[Directions for this task]
Quote all entries in full, exactly.

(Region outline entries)
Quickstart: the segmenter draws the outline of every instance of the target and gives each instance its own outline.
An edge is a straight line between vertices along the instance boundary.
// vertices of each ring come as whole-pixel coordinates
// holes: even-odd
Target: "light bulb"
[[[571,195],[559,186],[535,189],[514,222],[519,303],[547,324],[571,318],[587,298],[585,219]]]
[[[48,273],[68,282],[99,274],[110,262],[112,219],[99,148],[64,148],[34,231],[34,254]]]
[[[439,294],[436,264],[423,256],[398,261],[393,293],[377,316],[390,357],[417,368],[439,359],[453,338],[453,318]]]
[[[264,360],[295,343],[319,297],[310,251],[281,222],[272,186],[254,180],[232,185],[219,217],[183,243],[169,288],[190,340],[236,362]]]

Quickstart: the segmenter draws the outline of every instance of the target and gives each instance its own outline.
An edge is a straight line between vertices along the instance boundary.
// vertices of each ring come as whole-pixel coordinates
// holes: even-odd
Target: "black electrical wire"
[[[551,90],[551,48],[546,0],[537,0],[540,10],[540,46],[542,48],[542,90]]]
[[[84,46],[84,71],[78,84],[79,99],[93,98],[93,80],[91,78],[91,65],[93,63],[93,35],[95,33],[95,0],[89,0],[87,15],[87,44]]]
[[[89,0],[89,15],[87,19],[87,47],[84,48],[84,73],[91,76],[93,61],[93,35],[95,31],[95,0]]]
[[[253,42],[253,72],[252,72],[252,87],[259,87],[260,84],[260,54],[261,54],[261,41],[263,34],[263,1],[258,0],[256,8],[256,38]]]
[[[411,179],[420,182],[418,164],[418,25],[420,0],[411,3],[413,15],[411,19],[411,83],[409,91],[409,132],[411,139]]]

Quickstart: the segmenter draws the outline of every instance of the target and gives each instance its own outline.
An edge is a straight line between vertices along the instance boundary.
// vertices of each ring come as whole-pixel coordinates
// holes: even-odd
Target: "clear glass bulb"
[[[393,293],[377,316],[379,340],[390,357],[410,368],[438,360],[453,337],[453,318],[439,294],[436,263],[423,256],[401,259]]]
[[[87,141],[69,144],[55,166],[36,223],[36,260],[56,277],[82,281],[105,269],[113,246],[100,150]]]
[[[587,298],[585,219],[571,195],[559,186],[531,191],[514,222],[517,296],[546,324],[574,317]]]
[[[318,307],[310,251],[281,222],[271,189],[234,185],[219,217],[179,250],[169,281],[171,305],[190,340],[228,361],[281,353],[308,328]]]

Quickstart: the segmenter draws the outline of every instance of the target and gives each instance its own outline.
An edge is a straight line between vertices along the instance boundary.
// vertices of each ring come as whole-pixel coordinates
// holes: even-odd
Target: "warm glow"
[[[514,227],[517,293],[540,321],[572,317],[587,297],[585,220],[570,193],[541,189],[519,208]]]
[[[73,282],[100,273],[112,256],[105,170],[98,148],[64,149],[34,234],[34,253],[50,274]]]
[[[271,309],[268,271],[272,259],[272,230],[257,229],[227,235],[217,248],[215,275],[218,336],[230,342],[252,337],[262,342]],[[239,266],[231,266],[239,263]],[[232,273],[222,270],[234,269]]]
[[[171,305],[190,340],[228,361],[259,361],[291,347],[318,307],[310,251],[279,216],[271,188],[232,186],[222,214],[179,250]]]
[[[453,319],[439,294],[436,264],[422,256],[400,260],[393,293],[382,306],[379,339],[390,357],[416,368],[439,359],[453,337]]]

[Reply]
Quickstart: the segmenter draws the outline of every instance of the target and gives each instance its own outline.
An edge is a straight line between vertices along the instance boundary.
// vertices of each ring come as whole-pixel coordinates
// holes: even-odd
Target: "light bulb"
[[[571,195],[559,186],[535,189],[514,222],[519,303],[547,324],[571,318],[587,298],[585,219]]]
[[[48,273],[68,282],[99,274],[110,262],[112,219],[99,148],[64,148],[34,231],[34,254]]]
[[[439,294],[436,264],[423,256],[398,261],[393,293],[377,316],[390,357],[417,368],[439,359],[453,338],[453,318]]]
[[[264,360],[295,343],[319,297],[310,251],[281,222],[272,186],[254,180],[232,185],[219,217],[183,243],[169,288],[190,340],[236,362]]]

Quickstart: the segmenter draws the outline of every instance of the target and gives each instance its own outline.
An edge is a straight line between vertices along the instance boundary.
// vertices of each ring come as whole-pixel coordinates
// holes: even-odd
Target: "black electrical wire"
[[[551,90],[551,48],[546,0],[537,0],[540,10],[540,46],[542,48],[542,90]]]
[[[84,46],[84,71],[78,84],[79,99],[93,98],[93,80],[91,78],[91,65],[93,63],[93,35],[95,33],[95,0],[89,0],[87,15],[87,44]]]
[[[89,0],[89,15],[87,19],[87,47],[84,48],[84,73],[91,76],[93,61],[93,35],[95,31],[95,0]]]
[[[253,42],[253,72],[252,72],[252,87],[259,87],[260,84],[260,54],[261,54],[261,41],[263,34],[263,1],[258,0],[256,8],[256,38]]]
[[[411,179],[420,182],[418,164],[418,25],[420,0],[411,3],[413,15],[411,19],[411,83],[409,91],[409,132],[411,139]]]

Quickstart: the segmenter draws the outline of every instance of the target and gives each instance its own outline.
An edge is a straight line between vertices along the instance boundary.
// vertices of each ring come as whole-pixel coordinates
// holes: even-odd
Target: "clear glass bulb"
[[[393,293],[377,316],[379,340],[390,357],[410,368],[438,360],[453,337],[453,318],[439,294],[436,263],[423,256],[401,259]]]
[[[87,141],[69,144],[55,166],[36,223],[36,260],[56,277],[82,281],[105,269],[113,246],[100,150]]]
[[[587,298],[585,219],[571,195],[559,186],[531,191],[514,222],[517,296],[546,324],[574,317]]]
[[[318,307],[310,251],[281,222],[271,189],[234,185],[219,217],[179,250],[169,281],[171,305],[190,340],[228,361],[281,353],[308,328]]]

Quickstart: the segmenter draws the outline of every instance of the target and gives each instance its own outline.
An edge is a straight line between vertices along the instance boundary.
// vertices of each ring come as whole-pixel coordinates
// holes: even-odd
Target: "warm glow"
[[[514,227],[517,293],[540,321],[572,317],[587,297],[585,220],[570,193],[541,189],[519,208]]]
[[[73,282],[100,273],[112,256],[105,170],[98,148],[64,149],[34,234],[34,253],[50,274]]]
[[[271,309],[268,271],[272,259],[272,230],[257,229],[227,235],[217,248],[215,275],[218,336],[230,342],[252,337],[262,342]],[[239,266],[231,266],[239,263]],[[232,273],[222,270],[234,269]]]
[[[171,305],[190,340],[228,361],[259,361],[291,347],[318,307],[310,251],[279,216],[271,188],[232,186],[222,214],[179,250]]]
[[[453,319],[439,294],[436,264],[422,256],[400,260],[393,293],[382,306],[379,339],[390,357],[416,368],[439,359],[453,337]]]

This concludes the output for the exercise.